SELECTED PASSAGE ::
════════════════════

A Severe Mercy
- First edition
- Author: Sheldon Vanauken
- Language: English
- Publisher: Harper & Row
- Publication date: 1977
- Publication place: United States
- Media type: Print (hardcover)
- Pages: 240
- Followed by: Under the Mercy (1985)

= A Severe Mercy =

1977 autobiographical book

A Severe Mercy is an autobiographical book by Sheldon Vanauken, relating the author's relationship with his wife, their friendship with C. S. Lewis, conversion to Christianity, and subsequent tragedy. It was first published in 1977. The book is strongly influenced, at least stylistically, by the Evelyn Waugh novel Brideshead Revisited. It was followed by a sequel, Under the Mercy, first published in 1985.

════════════════════

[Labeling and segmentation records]
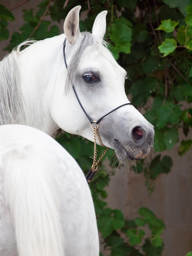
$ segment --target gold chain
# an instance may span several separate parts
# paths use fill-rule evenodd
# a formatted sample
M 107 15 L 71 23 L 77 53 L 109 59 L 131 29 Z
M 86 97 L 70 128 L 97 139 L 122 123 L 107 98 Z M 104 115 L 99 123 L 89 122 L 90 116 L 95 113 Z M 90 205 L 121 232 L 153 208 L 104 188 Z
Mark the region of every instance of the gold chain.
M 94 121 L 94 123 L 96 123 L 95 121 Z M 101 139 L 100 139 L 100 136 L 99 136 L 99 134 L 98 132 L 98 124 L 97 124 L 97 126 L 95 126 L 93 127 L 92 126 L 92 124 L 91 124 L 91 127 L 93 129 L 94 131 L 94 157 L 93 157 L 93 164 L 92 166 L 92 172 L 96 172 L 98 171 L 98 164 L 100 162 L 101 159 L 104 156 L 106 153 L 109 149 L 109 148 L 107 148 L 104 151 L 102 155 L 100 156 L 98 160 L 97 161 L 97 137 L 98 138 L 98 139 L 99 140 L 99 143 L 100 143 L 101 146 L 103 147 L 105 147 L 105 146 L 102 143 L 101 141 Z

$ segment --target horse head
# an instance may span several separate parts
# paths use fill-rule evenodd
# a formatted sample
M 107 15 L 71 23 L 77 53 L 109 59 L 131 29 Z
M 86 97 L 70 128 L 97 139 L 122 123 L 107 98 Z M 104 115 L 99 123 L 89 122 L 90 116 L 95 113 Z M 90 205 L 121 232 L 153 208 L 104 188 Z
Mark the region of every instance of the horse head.
M 91 122 L 106 115 L 99 122 L 98 129 L 103 144 L 114 148 L 121 161 L 143 158 L 153 146 L 153 126 L 129 104 L 124 88 L 126 72 L 103 45 L 107 12 L 104 11 L 96 17 L 92 34 L 80 33 L 80 9 L 79 6 L 72 9 L 64 25 L 67 40 L 64 56 L 67 68 L 65 97 L 68 110 L 63 120 L 58 111 L 54 112 L 53 118 L 64 130 L 93 141 L 90 121 L 82 106 Z M 65 120 L 68 120 L 67 124 Z

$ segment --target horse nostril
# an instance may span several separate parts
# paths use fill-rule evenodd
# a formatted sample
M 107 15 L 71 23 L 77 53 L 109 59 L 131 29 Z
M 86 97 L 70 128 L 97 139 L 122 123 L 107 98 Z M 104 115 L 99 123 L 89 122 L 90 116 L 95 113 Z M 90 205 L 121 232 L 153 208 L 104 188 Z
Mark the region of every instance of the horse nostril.
M 143 137 L 143 132 L 142 129 L 139 127 L 135 127 L 132 132 L 133 138 L 135 141 L 139 141 Z

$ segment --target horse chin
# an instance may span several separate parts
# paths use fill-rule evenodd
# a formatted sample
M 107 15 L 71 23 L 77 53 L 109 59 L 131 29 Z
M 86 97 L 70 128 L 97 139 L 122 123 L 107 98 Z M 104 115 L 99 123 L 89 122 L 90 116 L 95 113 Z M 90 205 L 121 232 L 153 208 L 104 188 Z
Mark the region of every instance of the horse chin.
M 124 146 L 122 142 L 116 139 L 114 140 L 113 145 L 117 158 L 121 164 L 127 161 L 141 160 L 144 158 L 150 151 L 150 149 L 143 152 L 141 149 L 131 145 Z

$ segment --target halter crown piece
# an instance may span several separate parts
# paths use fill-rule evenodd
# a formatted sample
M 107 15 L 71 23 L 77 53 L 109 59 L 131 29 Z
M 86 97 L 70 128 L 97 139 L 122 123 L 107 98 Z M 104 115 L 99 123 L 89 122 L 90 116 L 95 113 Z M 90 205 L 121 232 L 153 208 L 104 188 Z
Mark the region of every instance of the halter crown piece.
M 66 41 L 67 41 L 67 38 L 65 38 L 64 40 L 64 42 L 63 43 L 63 57 L 64 58 L 65 64 L 65 67 L 66 67 L 66 69 L 67 69 L 67 64 L 66 59 L 66 57 L 65 57 L 65 52 Z M 78 102 L 79 103 L 79 105 L 80 105 L 82 110 L 83 110 L 84 112 L 86 115 L 87 117 L 89 120 L 90 122 L 91 123 L 90 124 L 91 127 L 92 128 L 92 129 L 93 129 L 93 131 L 94 131 L 94 153 L 93 164 L 92 165 L 92 168 L 90 169 L 90 170 L 89 171 L 86 177 L 86 180 L 87 182 L 88 182 L 88 184 L 89 184 L 89 182 L 91 182 L 91 180 L 92 180 L 92 178 L 94 177 L 95 174 L 95 173 L 98 171 L 98 164 L 100 162 L 101 159 L 103 158 L 103 157 L 104 157 L 104 156 L 105 155 L 105 154 L 106 153 L 107 150 L 109 149 L 109 148 L 106 148 L 105 150 L 104 151 L 104 152 L 103 152 L 102 155 L 99 157 L 99 158 L 97 161 L 97 149 L 96 149 L 97 137 L 98 138 L 99 143 L 100 143 L 100 144 L 101 145 L 101 146 L 103 147 L 105 146 L 102 143 L 102 142 L 100 138 L 100 136 L 99 136 L 99 134 L 98 132 L 98 128 L 99 127 L 99 122 L 100 122 L 100 121 L 103 118 L 105 117 L 106 116 L 107 116 L 109 114 L 111 114 L 111 113 L 112 113 L 112 112 L 113 112 L 113 111 L 114 111 L 115 110 L 116 110 L 118 108 L 121 108 L 121 107 L 123 107 L 123 106 L 125 106 L 126 105 L 132 105 L 132 104 L 131 103 L 125 103 L 124 104 L 121 105 L 120 106 L 118 106 L 118 107 L 117 107 L 117 108 L 116 108 L 114 109 L 113 109 L 111 111 L 109 111 L 109 112 L 108 112 L 105 115 L 104 115 L 103 116 L 99 118 L 97 120 L 97 121 L 94 121 L 94 120 L 93 120 L 92 119 L 89 117 L 89 116 L 87 113 L 85 109 L 83 106 L 83 105 L 81 104 L 81 102 L 80 101 L 79 97 L 78 97 L 78 95 L 77 94 L 77 92 L 76 91 L 76 90 L 75 89 L 75 87 L 74 85 L 72 85 L 72 88 L 74 91 L 74 92 L 75 93 L 75 96 L 76 96 L 76 98 L 77 98 L 77 99 L 78 101 Z

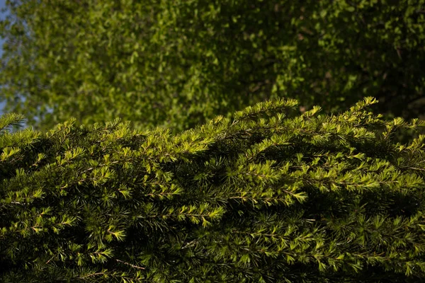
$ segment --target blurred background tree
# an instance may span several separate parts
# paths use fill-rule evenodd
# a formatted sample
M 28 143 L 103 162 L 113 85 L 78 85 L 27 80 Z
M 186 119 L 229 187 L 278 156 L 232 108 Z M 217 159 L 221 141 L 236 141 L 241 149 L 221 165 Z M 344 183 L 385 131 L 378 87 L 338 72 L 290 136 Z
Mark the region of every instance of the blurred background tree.
M 178 131 L 277 97 L 424 112 L 424 0 L 6 4 L 1 99 L 38 128 L 119 117 Z

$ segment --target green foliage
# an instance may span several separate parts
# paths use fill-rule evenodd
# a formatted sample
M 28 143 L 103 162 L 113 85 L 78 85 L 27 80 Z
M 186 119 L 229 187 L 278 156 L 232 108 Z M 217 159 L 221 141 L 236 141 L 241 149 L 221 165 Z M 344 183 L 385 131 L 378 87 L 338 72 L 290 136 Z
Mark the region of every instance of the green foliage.
M 120 117 L 178 130 L 282 97 L 421 112 L 424 0 L 8 2 L 2 97 L 38 127 Z
M 425 124 L 375 102 L 3 132 L 0 281 L 423 282 L 425 136 L 395 137 Z

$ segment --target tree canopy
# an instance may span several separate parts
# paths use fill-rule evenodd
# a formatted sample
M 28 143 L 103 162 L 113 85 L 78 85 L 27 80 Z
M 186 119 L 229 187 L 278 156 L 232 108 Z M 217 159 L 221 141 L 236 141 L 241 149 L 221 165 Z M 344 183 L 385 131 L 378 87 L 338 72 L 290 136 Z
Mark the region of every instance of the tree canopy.
M 7 1 L 6 110 L 190 128 L 269 98 L 423 110 L 424 0 Z

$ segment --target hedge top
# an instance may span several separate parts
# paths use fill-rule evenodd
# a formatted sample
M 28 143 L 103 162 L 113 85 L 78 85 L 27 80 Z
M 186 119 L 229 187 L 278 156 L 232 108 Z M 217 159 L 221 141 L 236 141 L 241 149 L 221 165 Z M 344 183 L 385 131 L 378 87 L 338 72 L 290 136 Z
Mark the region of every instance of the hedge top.
M 424 123 L 259 103 L 178 135 L 0 119 L 2 282 L 425 279 Z M 383 282 L 383 281 L 382 281 Z

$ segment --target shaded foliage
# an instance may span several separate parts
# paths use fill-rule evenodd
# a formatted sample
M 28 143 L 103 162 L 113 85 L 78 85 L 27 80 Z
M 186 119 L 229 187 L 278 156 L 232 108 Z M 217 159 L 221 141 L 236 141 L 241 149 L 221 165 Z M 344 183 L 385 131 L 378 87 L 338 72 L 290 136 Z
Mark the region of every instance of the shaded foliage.
M 422 282 L 425 136 L 394 139 L 424 124 L 375 102 L 269 101 L 177 135 L 4 131 L 0 281 Z

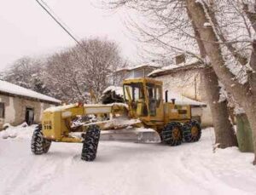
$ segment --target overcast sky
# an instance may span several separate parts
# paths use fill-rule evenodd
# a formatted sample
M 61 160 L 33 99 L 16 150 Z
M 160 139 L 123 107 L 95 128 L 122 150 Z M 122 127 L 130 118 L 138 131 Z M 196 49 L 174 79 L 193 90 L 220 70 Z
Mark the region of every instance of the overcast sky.
M 35 0 L 0 0 L 0 71 L 24 55 L 49 54 L 75 43 Z M 125 57 L 136 60 L 137 47 L 116 14 L 96 8 L 97 0 L 44 0 L 79 37 L 115 40 Z

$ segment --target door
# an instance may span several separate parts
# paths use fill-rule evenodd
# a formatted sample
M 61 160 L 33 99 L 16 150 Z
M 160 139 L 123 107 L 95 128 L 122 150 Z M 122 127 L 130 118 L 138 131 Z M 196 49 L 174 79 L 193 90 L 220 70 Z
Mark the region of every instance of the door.
M 147 95 L 148 99 L 149 116 L 153 120 L 163 120 L 162 91 L 161 86 L 154 83 L 147 83 Z
M 34 109 L 26 107 L 26 123 L 28 125 L 32 125 L 34 123 Z

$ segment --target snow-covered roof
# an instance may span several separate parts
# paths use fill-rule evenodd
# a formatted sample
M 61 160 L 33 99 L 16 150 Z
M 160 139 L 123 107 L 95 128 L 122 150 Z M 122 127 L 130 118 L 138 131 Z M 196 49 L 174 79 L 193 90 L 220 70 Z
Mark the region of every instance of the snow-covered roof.
M 123 92 L 122 87 L 109 86 L 103 91 L 103 94 L 106 94 L 108 91 L 114 91 L 116 95 L 118 95 L 121 97 L 124 96 L 124 92 Z
M 186 61 L 185 63 L 180 63 L 178 65 L 169 65 L 169 66 L 163 66 L 161 68 L 154 70 L 153 72 L 151 72 L 148 76 L 148 77 L 154 77 L 154 76 L 158 76 L 158 75 L 161 75 L 161 74 L 165 74 L 165 73 L 169 73 L 174 70 L 177 69 L 180 69 L 180 68 L 186 68 L 186 67 L 189 67 L 191 66 L 195 66 L 195 65 L 199 65 L 200 61 L 198 60 L 198 59 L 191 59 L 189 61 Z
M 124 96 L 123 88 L 122 87 L 115 87 L 115 86 L 109 86 L 107 88 L 103 94 L 108 92 L 108 91 L 114 91 L 116 95 L 120 95 L 121 97 Z M 163 94 L 163 97 L 165 97 L 165 94 Z M 177 105 L 191 105 L 191 106 L 207 106 L 207 104 L 194 100 L 192 99 L 187 98 L 180 94 L 174 93 L 174 92 L 169 92 L 168 93 L 168 99 L 171 100 L 171 99 L 175 99 L 175 103 Z
M 0 92 L 20 95 L 20 96 L 24 96 L 24 97 L 33 98 L 33 99 L 54 102 L 54 103 L 61 103 L 61 100 L 59 100 L 57 99 L 47 96 L 45 95 L 39 94 L 33 90 L 26 89 L 26 88 L 22 88 L 20 86 L 10 83 L 6 81 L 2 81 L 2 80 L 0 80 Z

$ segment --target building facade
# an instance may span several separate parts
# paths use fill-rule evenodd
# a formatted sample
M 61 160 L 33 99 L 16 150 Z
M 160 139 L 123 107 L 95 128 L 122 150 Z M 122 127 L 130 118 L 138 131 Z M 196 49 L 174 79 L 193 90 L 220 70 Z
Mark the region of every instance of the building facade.
M 207 104 L 207 94 L 203 82 L 203 66 L 197 61 L 190 61 L 171 65 L 155 70 L 148 74 L 163 82 L 163 89 L 180 94 L 182 96 Z M 201 119 L 203 126 L 212 126 L 212 118 L 209 106 L 193 108 L 194 114 L 201 112 Z
M 61 100 L 0 80 L 0 129 L 4 123 L 38 123 L 44 109 Z

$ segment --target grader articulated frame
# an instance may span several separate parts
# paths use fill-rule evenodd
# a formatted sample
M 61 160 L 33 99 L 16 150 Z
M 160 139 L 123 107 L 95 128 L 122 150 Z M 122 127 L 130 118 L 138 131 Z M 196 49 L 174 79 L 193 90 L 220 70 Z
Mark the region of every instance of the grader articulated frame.
M 101 130 L 145 127 L 159 133 L 162 142 L 177 146 L 182 141 L 197 141 L 200 123 L 191 120 L 190 106 L 163 100 L 162 82 L 150 78 L 123 82 L 125 103 L 108 105 L 72 104 L 48 108 L 42 123 L 32 135 L 32 152 L 48 152 L 51 141 L 83 142 L 81 158 L 93 161 L 96 156 Z M 79 136 L 75 135 L 79 135 Z

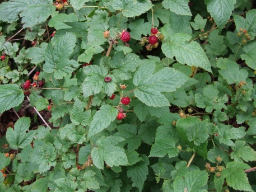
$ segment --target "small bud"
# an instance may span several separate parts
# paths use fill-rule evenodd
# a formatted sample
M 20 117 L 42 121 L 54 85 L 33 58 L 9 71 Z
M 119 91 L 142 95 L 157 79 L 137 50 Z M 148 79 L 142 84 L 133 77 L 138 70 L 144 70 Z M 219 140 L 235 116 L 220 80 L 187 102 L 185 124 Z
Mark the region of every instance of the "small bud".
M 222 158 L 221 157 L 218 156 L 216 157 L 216 161 L 218 162 L 220 162 L 222 161 Z
M 209 171 L 211 172 L 213 172 L 215 171 L 215 168 L 214 168 L 213 167 L 211 167 L 209 168 Z
M 160 35 L 159 35 L 159 38 L 160 41 L 162 41 L 164 39 L 165 39 L 165 36 L 164 36 L 164 35 L 161 34 Z
M 217 170 L 218 171 L 222 172 L 223 171 L 223 167 L 222 166 L 218 166 L 217 167 Z
M 180 145 L 178 145 L 177 146 L 177 149 L 178 149 L 179 151 L 181 151 L 182 150 L 182 147 L 180 146 Z
M 105 39 L 108 39 L 109 37 L 110 34 L 110 32 L 109 32 L 109 31 L 106 30 L 103 32 L 103 36 Z
M 177 122 L 177 121 L 173 121 L 173 123 L 172 123 L 172 124 L 173 124 L 173 126 L 175 126 L 175 125 L 176 125 L 176 122 Z
M 152 50 L 152 46 L 151 46 L 151 45 L 148 44 L 148 45 L 147 45 L 147 46 L 146 46 L 146 49 L 147 50 L 148 50 L 148 51 L 151 51 L 151 50 Z
M 191 108 L 188 108 L 188 113 L 192 113 L 192 112 L 193 112 L 193 110 L 192 110 L 192 109 L 191 109 Z
M 221 176 L 221 173 L 220 172 L 216 172 L 216 176 L 218 177 L 220 177 Z
M 158 43 L 156 43 L 155 44 L 152 45 L 152 47 L 153 48 L 156 48 L 158 46 Z
M 253 113 L 252 113 L 252 116 L 256 116 L 256 112 L 253 111 Z
M 208 169 L 209 169 L 211 167 L 211 165 L 210 165 L 210 163 L 206 163 L 205 167 L 206 167 L 206 168 L 207 168 Z

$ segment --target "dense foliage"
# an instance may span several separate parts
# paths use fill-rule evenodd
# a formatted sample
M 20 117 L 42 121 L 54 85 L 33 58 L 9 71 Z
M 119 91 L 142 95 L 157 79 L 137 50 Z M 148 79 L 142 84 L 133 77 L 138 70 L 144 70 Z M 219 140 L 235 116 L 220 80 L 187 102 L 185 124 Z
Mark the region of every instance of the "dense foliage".
M 0 3 L 1 192 L 256 191 L 255 2 Z

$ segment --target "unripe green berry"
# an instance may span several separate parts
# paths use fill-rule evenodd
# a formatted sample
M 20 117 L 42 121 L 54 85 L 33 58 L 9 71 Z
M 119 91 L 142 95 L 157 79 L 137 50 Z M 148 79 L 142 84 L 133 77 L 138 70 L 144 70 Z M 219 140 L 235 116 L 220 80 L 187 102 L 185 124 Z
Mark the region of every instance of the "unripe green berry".
M 220 177 L 221 176 L 221 173 L 220 172 L 216 172 L 216 176 L 218 177 Z
M 218 171 L 222 172 L 223 171 L 223 167 L 222 166 L 218 166 L 217 167 L 217 170 Z
M 221 157 L 218 156 L 216 157 L 216 161 L 218 162 L 221 162 L 221 161 L 222 161 L 222 158 Z

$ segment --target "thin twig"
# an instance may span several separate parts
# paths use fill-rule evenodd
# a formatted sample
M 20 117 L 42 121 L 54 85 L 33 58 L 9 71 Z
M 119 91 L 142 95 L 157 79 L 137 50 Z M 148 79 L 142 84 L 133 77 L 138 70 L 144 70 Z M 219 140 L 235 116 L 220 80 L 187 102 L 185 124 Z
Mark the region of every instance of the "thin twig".
M 26 96 L 27 97 L 27 100 L 29 101 L 29 98 L 28 96 Z M 45 123 L 45 124 L 47 126 L 47 127 L 49 127 L 49 129 L 50 129 L 50 130 L 52 130 L 52 128 L 50 127 L 50 126 L 49 126 L 49 125 L 47 124 L 47 123 L 45 121 L 45 120 L 44 119 L 44 118 L 43 118 L 43 116 L 41 115 L 41 114 L 40 114 L 39 112 L 38 112 L 38 110 L 36 109 L 36 107 L 33 107 L 34 109 L 35 109 L 35 111 L 36 112 L 36 113 L 38 114 L 38 115 L 40 116 L 40 118 L 41 118 L 41 119 L 42 120 L 42 121 Z
M 33 72 L 33 71 L 35 71 L 35 69 L 36 69 L 36 67 L 34 67 L 34 68 L 31 69 L 31 71 L 30 71 L 30 72 L 29 73 L 29 74 L 27 74 L 27 76 L 29 76 Z
M 4 43 L 6 43 L 6 42 L 7 41 L 9 41 L 11 39 L 12 39 L 12 38 L 13 38 L 15 36 L 16 36 L 20 32 L 21 32 L 22 30 L 23 30 L 23 28 L 21 28 L 21 30 L 20 31 L 18 31 L 18 32 L 17 32 L 15 34 L 14 34 L 13 35 L 12 35 L 11 38 L 10 38 L 9 39 L 8 39 L 8 40 L 7 40 L 4 43 L 3 43 L 3 44 L 4 44 Z
M 196 156 L 196 152 L 193 153 L 192 156 L 191 156 L 190 159 L 189 160 L 189 161 L 188 163 L 188 165 L 187 165 L 187 167 L 189 167 L 189 166 L 190 165 L 191 163 L 192 162 L 193 160 L 194 159 L 194 157 Z

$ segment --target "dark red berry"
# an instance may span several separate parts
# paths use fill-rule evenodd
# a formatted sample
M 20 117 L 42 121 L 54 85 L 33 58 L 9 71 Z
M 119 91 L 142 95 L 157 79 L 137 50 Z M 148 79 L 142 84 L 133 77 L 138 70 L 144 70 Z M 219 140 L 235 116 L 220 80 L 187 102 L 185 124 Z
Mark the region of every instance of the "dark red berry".
M 109 99 L 111 100 L 113 100 L 115 97 L 115 94 L 112 94 L 112 96 L 111 97 L 109 97 Z
M 44 86 L 44 83 L 42 81 L 38 81 L 38 87 L 42 87 Z
M 125 114 L 123 113 L 119 113 L 118 115 L 117 115 L 117 118 L 118 120 L 122 120 L 123 119 L 126 117 Z
M 130 103 L 130 98 L 128 97 L 125 97 L 121 99 L 121 102 L 123 105 L 128 105 Z
M 120 39 L 123 42 L 128 42 L 131 39 L 131 35 L 129 32 L 124 31 L 121 34 Z
M 148 43 L 151 45 L 155 45 L 157 43 L 157 38 L 155 35 L 151 35 L 148 38 Z
M 156 35 L 158 32 L 158 30 L 156 28 L 151 28 L 151 34 Z
M 108 83 L 109 82 L 110 82 L 111 79 L 111 77 L 105 77 L 104 81 L 106 83 Z
M 27 80 L 26 82 L 23 84 L 23 88 L 24 88 L 25 90 L 27 90 L 30 88 L 30 81 Z

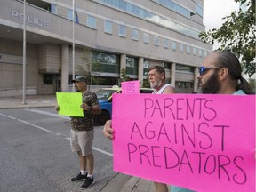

════════════════════

WHAT YOU WILL DO ::
**1)** According to the text on A Severe Mercy, which novel strongly influenced the book's style?
**2)** Write out the part of the text on A Severe Mercy that opens with the words containing "- Pages: 240" and closes with "published in 1985.".

PER-TASK ANSWERS ::
**1)** Evelyn Waugh's novel Brideshead Revisited.

**2)**
- Pages: 240
- Followed by: Under the Mercy (1985)

= A Severe Mercy =

1977 autobiographical book

A Severe Mercy is an autobiographical book by Sheldon Vanauken, relating the author's relationship with his wife, their friendship with C. S. Lewis, conversion to Christianity, and subsequent tragedy. It was first published in 1977. The book is strongly influenced, at least stylistically, by the Evelyn Waugh novel Brideshead Revisited. It was followed by a sequel, Under the Mercy, first published in 1985.